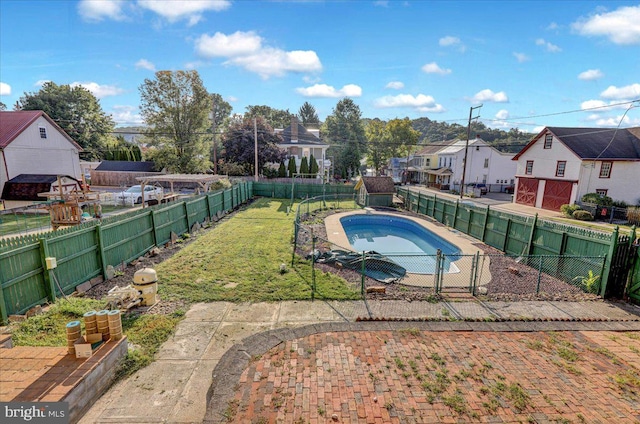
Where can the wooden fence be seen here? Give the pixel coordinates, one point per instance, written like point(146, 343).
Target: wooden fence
point(85, 251)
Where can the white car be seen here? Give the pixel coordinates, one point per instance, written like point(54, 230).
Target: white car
point(133, 194)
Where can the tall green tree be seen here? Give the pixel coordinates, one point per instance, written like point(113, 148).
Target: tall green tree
point(175, 107)
point(344, 130)
point(276, 118)
point(77, 111)
point(239, 144)
point(308, 115)
point(220, 120)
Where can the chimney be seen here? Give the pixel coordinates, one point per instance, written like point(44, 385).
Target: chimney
point(294, 129)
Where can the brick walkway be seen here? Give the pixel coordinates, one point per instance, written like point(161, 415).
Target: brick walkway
point(419, 376)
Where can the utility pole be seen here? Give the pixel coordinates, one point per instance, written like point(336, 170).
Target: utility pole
point(466, 149)
point(213, 133)
point(255, 138)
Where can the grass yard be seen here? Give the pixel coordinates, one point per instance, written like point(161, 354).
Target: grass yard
point(239, 261)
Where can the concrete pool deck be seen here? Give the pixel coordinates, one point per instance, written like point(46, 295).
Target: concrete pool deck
point(338, 238)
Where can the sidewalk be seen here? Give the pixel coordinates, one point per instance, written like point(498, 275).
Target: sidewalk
point(174, 388)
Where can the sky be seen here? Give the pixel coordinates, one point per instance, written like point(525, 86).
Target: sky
point(518, 64)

========================

--- Exercise details ---
Return all the items above line for line, with no changes, and leave out the pictures.

--- Expected answer ---
Where can the wooden fence be seen here? Give the pixel coordinates, one point per instance, written like point(146, 343).
Target: wooden fence
point(85, 251)
Where can the white car be seen here? Give the pixel coordinates, one point per instance, written like point(54, 230).
Target: white car
point(133, 194)
Where can the tall green tree be seen here? Give the pixel coordinates, one point per instance, written like point(113, 148).
Target: tall green tree
point(175, 107)
point(344, 130)
point(276, 118)
point(77, 111)
point(239, 144)
point(308, 115)
point(220, 120)
Where can the chimney be seen here? Give the pixel coordinates, one point per instance, written like point(44, 385).
Target: chimney
point(294, 129)
Where can the brick walkway be seen here? Give the pixel coordinates, one point per instance, written like point(161, 415).
Target: brick walkway
point(419, 376)
Where can the utility pole be seen here? Give the pixel coordinates, one point per instance, written like point(336, 170).
Target: utility pole
point(466, 149)
point(213, 133)
point(255, 138)
Where can the grass yard be seen here? Give the pixel coordinates, one point per instance, written like point(161, 354).
Target: grass yard
point(239, 261)
Where can the concrete pool deck be seen here? Give the pixel coordinates, one point per instance, written like point(46, 295).
Target: concrete pool deck
point(338, 238)
Where can the sidewalk be seen here? Give the pixel coordinates, one point per instance, written like point(498, 275).
Target: sidewalk
point(174, 388)
Where can the sky be seen here? Give the pixel coordinates, one point per instance, written like point(525, 86).
Target: sky
point(518, 64)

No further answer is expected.